What the task asks =>
Each entry below should be printed exactly, with every image left out.

Exercise data =>
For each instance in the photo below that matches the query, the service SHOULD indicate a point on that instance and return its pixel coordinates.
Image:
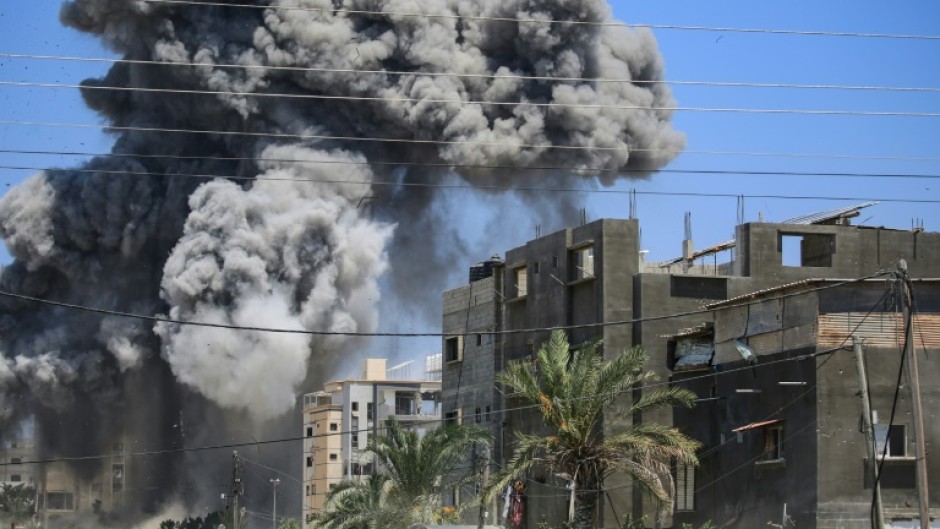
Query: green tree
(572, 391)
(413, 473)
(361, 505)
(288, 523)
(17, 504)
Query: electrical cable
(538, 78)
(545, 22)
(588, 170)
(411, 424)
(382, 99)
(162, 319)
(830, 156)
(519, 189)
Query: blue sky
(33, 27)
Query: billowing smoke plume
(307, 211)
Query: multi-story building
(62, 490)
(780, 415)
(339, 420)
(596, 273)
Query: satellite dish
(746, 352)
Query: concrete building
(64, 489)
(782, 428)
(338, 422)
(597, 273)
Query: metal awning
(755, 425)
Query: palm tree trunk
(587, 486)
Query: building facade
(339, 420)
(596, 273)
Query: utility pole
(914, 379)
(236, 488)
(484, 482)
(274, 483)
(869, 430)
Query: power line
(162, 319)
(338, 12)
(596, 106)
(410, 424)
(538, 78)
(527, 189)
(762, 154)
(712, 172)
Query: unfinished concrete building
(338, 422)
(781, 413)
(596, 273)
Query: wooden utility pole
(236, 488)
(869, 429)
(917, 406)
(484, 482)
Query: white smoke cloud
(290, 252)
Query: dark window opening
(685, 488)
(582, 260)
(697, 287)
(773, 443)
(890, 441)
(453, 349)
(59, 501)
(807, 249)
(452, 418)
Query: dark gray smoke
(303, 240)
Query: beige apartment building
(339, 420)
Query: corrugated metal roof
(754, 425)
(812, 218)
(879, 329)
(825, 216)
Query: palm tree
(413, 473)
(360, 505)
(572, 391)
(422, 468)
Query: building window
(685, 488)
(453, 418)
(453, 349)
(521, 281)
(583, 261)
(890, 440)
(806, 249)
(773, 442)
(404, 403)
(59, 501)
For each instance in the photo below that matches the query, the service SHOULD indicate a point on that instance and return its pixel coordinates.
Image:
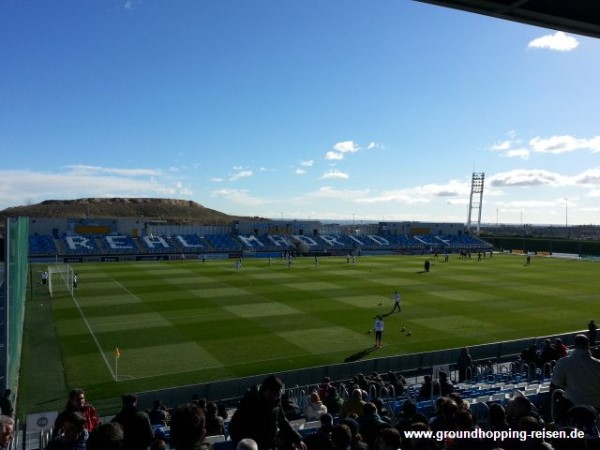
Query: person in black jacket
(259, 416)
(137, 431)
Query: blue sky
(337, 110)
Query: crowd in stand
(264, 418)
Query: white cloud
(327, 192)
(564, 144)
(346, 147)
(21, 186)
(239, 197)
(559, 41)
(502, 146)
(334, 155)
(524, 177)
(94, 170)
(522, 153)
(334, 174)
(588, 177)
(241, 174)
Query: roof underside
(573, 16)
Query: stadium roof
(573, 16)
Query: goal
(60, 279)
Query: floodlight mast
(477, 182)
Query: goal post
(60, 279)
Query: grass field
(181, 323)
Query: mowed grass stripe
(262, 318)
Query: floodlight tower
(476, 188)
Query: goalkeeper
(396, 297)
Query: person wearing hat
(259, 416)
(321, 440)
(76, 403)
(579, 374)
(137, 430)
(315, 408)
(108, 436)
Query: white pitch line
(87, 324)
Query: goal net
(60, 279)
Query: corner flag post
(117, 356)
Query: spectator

Solution for this problem =>
For each instance in the photo below that matches the query, the service SHOULD indicate a point on that instance and return its pixel coordinates.
Image:
Query: green tree
(572, 391)
(413, 473)
(361, 505)
(288, 523)
(17, 504)
Query: electrical cable
(538, 78)
(545, 22)
(588, 170)
(411, 424)
(382, 99)
(162, 319)
(830, 156)
(519, 189)
Query: blue sky
(33, 27)
Query: billowing smoke plume
(307, 211)
Query: multi-story building
(62, 490)
(780, 415)
(339, 420)
(596, 273)
Query: satellite dish
(746, 352)
Query: concrete building
(64, 489)
(782, 428)
(338, 422)
(597, 273)
Query: metal awning
(755, 425)
Query: palm tree trunk
(587, 486)
Query: building facade
(339, 420)
(596, 273)
Query: utility pole
(914, 379)
(236, 488)
(484, 482)
(274, 483)
(869, 430)
Query: power line
(162, 319)
(338, 12)
(596, 106)
(410, 424)
(538, 78)
(527, 189)
(762, 154)
(712, 172)
Query: unfinished concrete building
(338, 422)
(781, 413)
(596, 273)
Query: wooden utility pole
(236, 488)
(869, 429)
(917, 406)
(484, 482)
Query: white smoke cloud
(290, 252)
Query: dark window opening
(685, 488)
(582, 260)
(697, 287)
(773, 443)
(890, 441)
(453, 349)
(59, 501)
(807, 249)
(452, 418)
Query: dark gray smoke
(303, 240)
Query: beige apartment building
(339, 420)
Query: corrugated metal roof
(754, 425)
(812, 218)
(879, 329)
(825, 216)
Query: palm tree
(413, 473)
(360, 505)
(572, 391)
(422, 468)
Query: building window
(685, 488)
(453, 418)
(453, 349)
(521, 281)
(583, 261)
(890, 440)
(806, 249)
(773, 442)
(404, 403)
(59, 501)
For each instance in the photo below that matches the query, the service SHOULD indicate a point on that instance and return its pixel coordinates.
Image:
Query: person in black jacket
(259, 416)
(137, 431)
Query: blue sky
(337, 110)
Query: crowd in stand
(264, 418)
Query: white cloud
(327, 192)
(564, 144)
(346, 147)
(21, 186)
(239, 197)
(559, 41)
(502, 146)
(334, 155)
(524, 177)
(94, 170)
(522, 153)
(334, 174)
(588, 177)
(241, 174)
Query: roof underside
(573, 16)
Query: stadium roof
(573, 16)
Query: goal
(60, 279)
Query: floodlight mast
(477, 182)
Query: goal post
(60, 279)
Query: grass field
(181, 323)
Query: mowed grass stripe
(262, 318)
Query: floodlight tower
(476, 188)
Query: goalkeeper
(396, 297)
Query: person wearing hat
(259, 416)
(321, 440)
(76, 403)
(579, 374)
(137, 430)
(315, 408)
(108, 436)
Query: white pitch line
(87, 324)
Query: goal net
(60, 279)
Query: corner flag post
(117, 356)
Query: spectator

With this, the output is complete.